→ **TEXTE RETENU**
Le Sénégal n’est pas épargné par la menace terroriste et ce n’est plus un secret. La diffusion récente d’un message conjoint des diplomaties française et américaine, conseillant d’éviter certains marchés de Dakar, et certains lieux touristiques de la Petite Côte, a fini par ralentir une bonne partie de l’activité économique de ce pays d’Afrique de l’Ouest. ANA est allée à la rencontre d’acteurs du secteur économique.

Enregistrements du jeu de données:
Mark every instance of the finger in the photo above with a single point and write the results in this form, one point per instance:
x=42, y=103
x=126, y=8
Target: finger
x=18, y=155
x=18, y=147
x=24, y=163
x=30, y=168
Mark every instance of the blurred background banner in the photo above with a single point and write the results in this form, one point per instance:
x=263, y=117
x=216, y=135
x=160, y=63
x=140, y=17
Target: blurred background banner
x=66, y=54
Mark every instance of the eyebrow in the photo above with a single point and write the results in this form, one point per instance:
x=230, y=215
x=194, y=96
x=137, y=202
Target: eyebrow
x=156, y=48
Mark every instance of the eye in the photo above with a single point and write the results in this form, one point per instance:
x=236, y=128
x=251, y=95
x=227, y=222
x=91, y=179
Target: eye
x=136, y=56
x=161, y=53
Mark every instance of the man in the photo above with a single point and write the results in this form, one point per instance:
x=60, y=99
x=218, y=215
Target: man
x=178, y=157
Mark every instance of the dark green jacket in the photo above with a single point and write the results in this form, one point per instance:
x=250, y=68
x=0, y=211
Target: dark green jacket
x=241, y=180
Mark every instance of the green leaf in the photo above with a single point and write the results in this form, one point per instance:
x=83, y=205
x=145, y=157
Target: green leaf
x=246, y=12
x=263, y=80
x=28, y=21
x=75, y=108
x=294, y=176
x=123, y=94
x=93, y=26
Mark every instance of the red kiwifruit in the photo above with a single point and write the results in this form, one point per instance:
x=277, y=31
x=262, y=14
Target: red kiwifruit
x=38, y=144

==

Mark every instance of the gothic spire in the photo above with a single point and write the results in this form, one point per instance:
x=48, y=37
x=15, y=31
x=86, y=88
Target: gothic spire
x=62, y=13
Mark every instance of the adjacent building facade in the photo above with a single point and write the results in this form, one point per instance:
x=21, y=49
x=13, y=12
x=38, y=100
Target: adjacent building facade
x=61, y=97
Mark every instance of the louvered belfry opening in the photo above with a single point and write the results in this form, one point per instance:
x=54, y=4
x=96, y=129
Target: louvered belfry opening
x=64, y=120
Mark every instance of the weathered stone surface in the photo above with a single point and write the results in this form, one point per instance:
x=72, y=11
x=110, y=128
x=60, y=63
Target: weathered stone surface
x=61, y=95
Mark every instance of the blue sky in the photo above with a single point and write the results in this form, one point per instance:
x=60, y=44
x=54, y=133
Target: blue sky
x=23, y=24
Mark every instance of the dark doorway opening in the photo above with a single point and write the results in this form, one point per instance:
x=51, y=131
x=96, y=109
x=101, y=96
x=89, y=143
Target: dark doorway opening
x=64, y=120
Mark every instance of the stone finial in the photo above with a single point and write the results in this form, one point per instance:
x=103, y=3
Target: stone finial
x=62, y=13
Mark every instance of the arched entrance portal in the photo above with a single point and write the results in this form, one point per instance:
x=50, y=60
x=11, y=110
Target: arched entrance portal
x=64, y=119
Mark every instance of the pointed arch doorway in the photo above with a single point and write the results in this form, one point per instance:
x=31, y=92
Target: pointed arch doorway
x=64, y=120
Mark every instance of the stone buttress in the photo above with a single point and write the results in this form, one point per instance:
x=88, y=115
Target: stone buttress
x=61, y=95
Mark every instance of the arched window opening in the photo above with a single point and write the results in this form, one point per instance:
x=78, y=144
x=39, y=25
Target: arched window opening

==

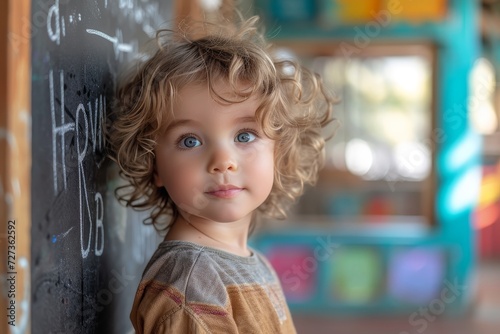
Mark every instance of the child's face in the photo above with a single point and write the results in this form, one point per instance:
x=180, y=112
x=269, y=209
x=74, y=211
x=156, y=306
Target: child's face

→ **CONSIGNE 1**
Relevez tous les noms de lieux cités dans le texte sur la menace terroriste au Sénégal.
→ **CONSIGNE 2**
Dans les entrées, remplacez « stone finial » par « carved finial » sur le passage qui s’ouvre avec la ligne contenant « Mark every instance of the stone finial » et se ferme avec la ligne contenant « x=64, y=119 », puis recopiez uniquement ces lignes.
Le texte et les entrées proviennent de sources distinctes.

→ **CORRIGÉ 1**
Sénégal, Dakar, Petite Côte, Afrique de l’Ouest

→ **CORRIGÉ 2**
Mark every instance of the carved finial in the photo above with a single point and write the results in this form, one point per instance:
x=103, y=3
Target: carved finial
x=62, y=13
Mark every instance of the arched entrance portal in the photo above with a single point and write the results in this form, one point per instance:
x=50, y=60
x=11, y=110
Target: arched entrance portal
x=64, y=119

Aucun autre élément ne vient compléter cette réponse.